--- Begin ---

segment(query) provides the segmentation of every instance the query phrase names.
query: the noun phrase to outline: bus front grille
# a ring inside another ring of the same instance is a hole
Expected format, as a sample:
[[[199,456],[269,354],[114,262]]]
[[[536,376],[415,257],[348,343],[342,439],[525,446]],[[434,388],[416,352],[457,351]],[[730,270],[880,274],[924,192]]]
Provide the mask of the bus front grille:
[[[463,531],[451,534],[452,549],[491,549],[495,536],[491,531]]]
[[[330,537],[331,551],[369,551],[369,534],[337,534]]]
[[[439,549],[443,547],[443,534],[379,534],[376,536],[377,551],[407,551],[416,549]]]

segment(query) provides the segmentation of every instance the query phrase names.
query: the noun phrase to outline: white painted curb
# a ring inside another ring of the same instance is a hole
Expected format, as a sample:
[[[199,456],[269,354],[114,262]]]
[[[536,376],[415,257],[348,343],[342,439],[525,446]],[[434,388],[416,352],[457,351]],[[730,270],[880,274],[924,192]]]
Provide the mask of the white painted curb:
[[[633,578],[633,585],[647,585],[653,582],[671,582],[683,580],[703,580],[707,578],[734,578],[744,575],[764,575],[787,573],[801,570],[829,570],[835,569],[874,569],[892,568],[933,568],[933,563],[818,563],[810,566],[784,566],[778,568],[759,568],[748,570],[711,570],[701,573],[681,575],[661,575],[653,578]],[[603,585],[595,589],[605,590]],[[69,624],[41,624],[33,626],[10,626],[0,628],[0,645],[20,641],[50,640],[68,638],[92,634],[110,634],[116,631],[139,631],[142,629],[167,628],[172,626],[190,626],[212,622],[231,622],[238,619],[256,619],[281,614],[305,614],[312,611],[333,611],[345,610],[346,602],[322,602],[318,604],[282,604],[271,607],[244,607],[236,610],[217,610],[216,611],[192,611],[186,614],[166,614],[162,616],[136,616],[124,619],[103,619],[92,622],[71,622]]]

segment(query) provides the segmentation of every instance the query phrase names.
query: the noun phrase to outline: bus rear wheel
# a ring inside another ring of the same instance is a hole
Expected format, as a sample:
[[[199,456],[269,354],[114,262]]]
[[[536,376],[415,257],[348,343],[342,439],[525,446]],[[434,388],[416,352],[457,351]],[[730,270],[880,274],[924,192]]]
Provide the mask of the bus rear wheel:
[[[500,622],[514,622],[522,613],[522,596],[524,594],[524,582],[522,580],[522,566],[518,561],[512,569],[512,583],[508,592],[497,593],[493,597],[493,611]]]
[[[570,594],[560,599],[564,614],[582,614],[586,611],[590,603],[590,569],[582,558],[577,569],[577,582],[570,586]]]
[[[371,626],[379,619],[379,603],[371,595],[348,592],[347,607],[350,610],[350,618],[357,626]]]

--- End ---

§ Brief:
Reproduce every line of the records above, unchanged and in the same order.

§ Output for this task:
segment(query) provides the segmentation of every instance the query phrase names.
query: the noun phrase to outline: bus front grille
# a ring inside another ring of the same instance is a hole
Expected format, as a sample:
[[[199,456],[269,354],[114,262]]]
[[[536,376],[415,257],[348,343],[342,439],[525,446]],[[434,388],[416,352],[457,351]],[[730,270],[880,274],[924,192]]]
Provide the mask of the bus front grille:
[[[463,531],[451,534],[452,549],[491,549],[495,536],[491,531]]]
[[[330,537],[331,551],[369,551],[369,534],[337,534]]]
[[[439,549],[443,547],[443,534],[379,534],[376,536],[377,551],[407,551],[416,549]]]

segment(query) provides the segmentation of every instance the query phrase names.
query: the noun phrase to outline: white painted curb
# a ring inside another ring of the same instance is a hole
Expected format, as a sample:
[[[199,456],[269,354],[114,262]]]
[[[536,376],[415,257],[348,343],[342,439],[525,446]],[[434,388],[416,352],[457,351]],[[730,270],[880,274],[924,192]]]
Provide the mask of the white painted curb:
[[[633,578],[633,585],[647,585],[653,582],[671,582],[683,580],[703,580],[707,578],[734,578],[744,575],[764,575],[787,573],[801,570],[829,570],[835,569],[874,569],[892,568],[933,568],[933,563],[818,563],[810,566],[784,566],[778,568],[759,568],[748,570],[711,570],[701,573],[681,575],[661,575],[653,578]],[[603,585],[595,589],[605,590]],[[69,624],[41,624],[33,626],[10,626],[0,628],[0,645],[20,641],[50,640],[68,638],[92,634],[110,634],[116,631],[139,631],[142,629],[167,628],[172,626],[190,626],[212,622],[231,622],[238,619],[256,619],[281,614],[305,614],[312,611],[333,611],[345,610],[346,602],[322,602],[318,604],[282,604],[271,607],[244,607],[236,610],[217,610],[216,611],[192,611],[186,614],[166,614],[162,616],[136,616],[124,619],[103,619],[92,622],[71,622]]]

segment(query) provides the segmentation of every instance the query phrase names.
query: the noun phrase to outline: bus rear wheel
# a ring inside another ring of the same instance is a hole
Expected format, as a sample:
[[[199,456],[269,354],[114,262]]]
[[[536,376],[415,257],[348,343],[342,439],[525,446]],[[434,388],[416,352],[457,351]],[[730,270],[880,274],[924,192]]]
Provide the mask of the bus rear wheel:
[[[500,622],[514,622],[522,613],[522,596],[524,594],[524,582],[522,580],[522,566],[518,561],[512,569],[512,583],[508,592],[497,593],[493,597],[493,611]]]
[[[570,594],[560,599],[564,614],[582,614],[586,611],[590,603],[590,569],[582,558],[577,569],[577,582],[570,586]]]
[[[371,626],[379,619],[379,603],[371,595],[348,592],[347,607],[350,610],[350,618],[357,626]]]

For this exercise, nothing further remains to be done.